Vor allem aber ein realistisch dargestelltes Dorf aus der Zeit des Dreißigjährigen Krieges und, mitten im Hochsommer, Eisschollen die einen frieren machen.
Philipp Stölzls Inszenierung ist unbestreitbar ein Meisterstück und sie ein zweites Mal anzuschauen lohnt unbedingt – zumal wirksame Verbesserungen angebracht wurden.
Leider ging auch diesmal die für die Handlung zentrale Wolfsschlucht ziemlich unter im Rausch der Licht- und Toneffekte sowie des üppigen, detailreichen Bühnenbilds. Das Ganze wirkt doch eher wie ein 3D-Film und nicht wie eine traditionelle Oper. Das Szenische dominierte – allerdings wohl auch auf Kosten des Musikalischen.
Der Dirigent Christoph Altstaedt holt mit dem wie immer erstklassigen Hausorchester, den Wiener Symphonikern, das beste aus der Musik Webers – grandios, dann wieder subtil und einfühlsam.

Die stimmlichen Leistungen waren durchwegs bestechend: Der Max des Mauro Peter zeigte sich höhensicher und zugleich emotionsbetont, die Agathe der Mandy Friedrich wunderbar klangvoll, intensiv und harmonisch.

Großartig Moritz von Treuenfels Samiel, dessen Texte gegenüber der Aufführung vom letzten Jahr wirkungsvoll zurechtgestutzt wurden. Er ist der unbestrittene Showmaster, der Mittelpunkt dieser Inszenierung. Großartig.

> [ZU ERLEDIGEN]
a) Beantworte anhand der Opernkritik diese Fragen:
(i) Wer dirigiert die Aufführung?
(ii) Wer singt den Max?
(iii) Wer verkörpert den Samiel?
b) Führe die Opernkritik im Anschluss an ihren letzten Satz weiter.
Die Daten stehen in keinem Zusammenhang mit der Opernkritik.

> [Fotobasierte Daten zu verweisenden Ausdrücken]

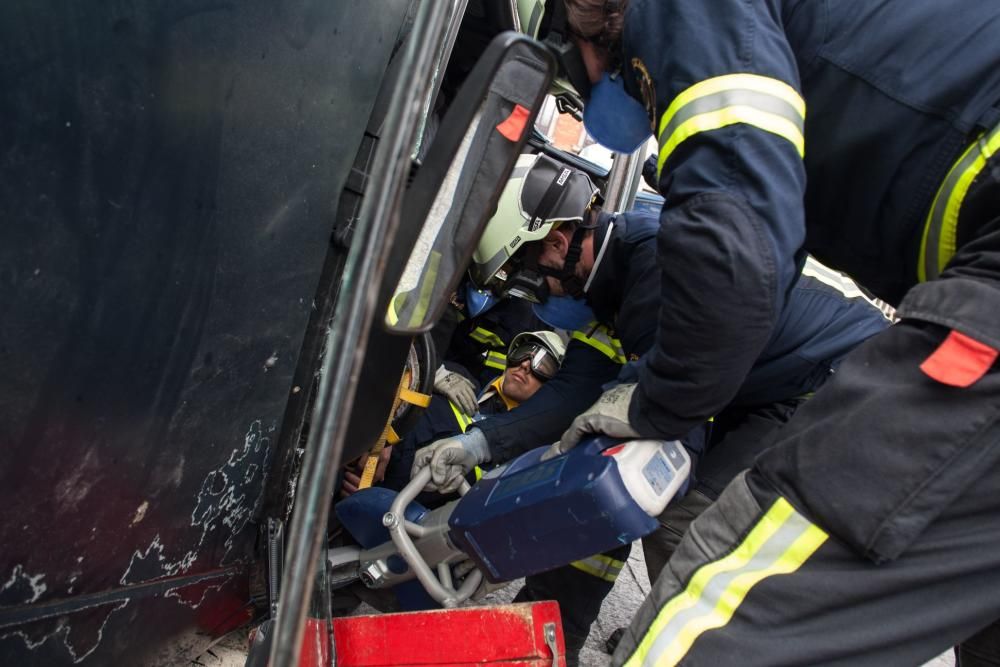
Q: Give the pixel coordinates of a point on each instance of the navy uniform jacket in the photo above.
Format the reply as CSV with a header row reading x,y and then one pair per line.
x,y
819,325
870,102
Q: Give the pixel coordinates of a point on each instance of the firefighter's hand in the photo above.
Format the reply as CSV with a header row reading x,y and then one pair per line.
x,y
609,415
451,459
456,388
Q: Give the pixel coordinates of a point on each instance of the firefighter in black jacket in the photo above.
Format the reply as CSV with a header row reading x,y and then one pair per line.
x,y
610,262
877,501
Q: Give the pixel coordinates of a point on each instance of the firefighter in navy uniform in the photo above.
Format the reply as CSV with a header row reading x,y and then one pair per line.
x,y
609,262
531,360
867,533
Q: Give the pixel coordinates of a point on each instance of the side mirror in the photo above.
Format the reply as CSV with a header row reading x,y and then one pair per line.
x,y
455,190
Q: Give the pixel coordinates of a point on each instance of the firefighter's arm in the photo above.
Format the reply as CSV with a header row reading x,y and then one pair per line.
x,y
730,129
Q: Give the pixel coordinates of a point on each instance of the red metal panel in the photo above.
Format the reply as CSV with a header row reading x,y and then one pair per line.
x,y
315,644
509,634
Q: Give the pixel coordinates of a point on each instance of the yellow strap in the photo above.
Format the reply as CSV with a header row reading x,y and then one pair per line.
x,y
487,337
497,360
464,421
414,397
388,435
601,340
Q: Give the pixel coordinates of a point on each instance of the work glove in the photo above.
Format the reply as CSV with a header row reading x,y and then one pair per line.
x,y
456,388
451,459
609,415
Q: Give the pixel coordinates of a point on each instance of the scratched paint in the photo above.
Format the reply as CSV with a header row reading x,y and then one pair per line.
x,y
20,584
79,644
224,504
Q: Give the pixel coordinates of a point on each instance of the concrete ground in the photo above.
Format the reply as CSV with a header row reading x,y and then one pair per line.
x,y
618,609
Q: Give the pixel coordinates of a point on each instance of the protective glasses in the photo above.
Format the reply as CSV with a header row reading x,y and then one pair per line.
x,y
544,364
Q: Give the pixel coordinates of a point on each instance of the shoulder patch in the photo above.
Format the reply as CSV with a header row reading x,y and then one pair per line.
x,y
646,89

> [LÖSUNGEN]
a)
(i) Christoph Altstaedt
(ii) Mauro Peter
(iii) Moritz von Treuenfels

b)
Dr. Charles E. Ritterband, 1. August 2025, für
klassik-begeistert.de und klassik-begeistert.at
Carl Maria von Weber, Der Freischütz – Romantische Oper Seebühne Bregenz, 17. Juli 2024 (Première)
Carl Maria von Weber, Der Freischütz, Romantische Oper Seebühne Bregenz, 17. Juli 2024 (Première)
Gioachino Rossini, Tancredi Bregenz, Festspielhaus, 18. Juli 2024 PREMIERE
Der Freischütz, das klingt immer noch nach Gymnasium, Oberstufe, Erinnerungen an einige Wochen Durcharbeitung werden wach. Dann zwei fade und blasse Inszenierungen in der Ruhgebietsstadt Essen, DOR mit vollen Spezialeffekten und an der Mailänder Scala etwas robuster.
Bregenz aber nun mit allen Registern, der Biedermeier wird mit rauschendem Wasserballett geplättet und das Böse entpuppt sich als allgegenwärtig.
Stimmliche Leistung war, besonders was Max anging, besonders besch…eiden. Einzig mit Technik und Abkürzen der Tonlänge hat er sein Unvermögen (an dem Tag 5.8.25) in den Höhen überspielt!
Bei einer Open-Air Veranstaltung sieht man aber gerne über sowas hinweg und freut sich, den zweiten Vorstellungstag (siehe oben) in Folge, regen- und schauerfrei miterlebt haben zu dürfen.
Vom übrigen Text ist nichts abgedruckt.